▶ SELECTED PASSAGE:
-- Begin --

# Smoked Cashews



## ellymae (May 31, 2009)

This is my second attempt at smoking nuts - used raw cashews this time - some with honey and Yardbird, some with honey and Salt Lick rub. These went for about 2 hours at 230 degrees with a little cherry wood. 
I still have pecans and peanuts left - anyone have a favorite recipe they care to share?


----------



## DanMcG (May 31, 2009)

I can't help with a recipe, but how did they taste?


----------



## ellymae (May 31, 2009)

Pretty dang tasty! I will be doing then again.


----------



## irishteabear (May 31, 2009)

They look really good. 
	

	
	
		
		



		
			






  I haven't done nuts in a long time.  Think it's time to correct that.


----------



## petesque (May 31, 2009)

How long do you smoke them for?


----------



## mballi3011 (May 31, 2009)

that sounds and looks yummo. Good job and yet another thing I want to try


----------



## ellymae (May 31, 2009)

These went for about 2 hours at 230 degrees.


----------



## jjrokkett (May 31, 2009)

Those look great - Got to do some nuts soon!


----------



## werdwolf (May 31, 2009)

We like smoked pecans the best.  Soak in a mixture of salt and Molasses.  Then put them in a foil pan with holes punched in it.  Sprinkle some of Curious Aardvark's rub and smoke with Hickory.

The smoke does set up a little better *if *you can make them last a couple of days once you are done.


----------

-- End --

▶ INFORMATION SUPPLIED:
-- Begin --

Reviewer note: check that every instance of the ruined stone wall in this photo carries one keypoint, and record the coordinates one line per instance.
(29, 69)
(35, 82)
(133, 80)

-- End --

▶ EXERCISE TASK: Retype the part of the smoked cashews thread starting with "that sounds and" and going on through "at 230 degrees.".

▶ RESULT FOR THIS EXERCISE:
that sounds and looks yummo. Good job and yet another thing I want to try


----------



## ellymae (May 31, 2009)

These went for about 2 hours at 230 degrees.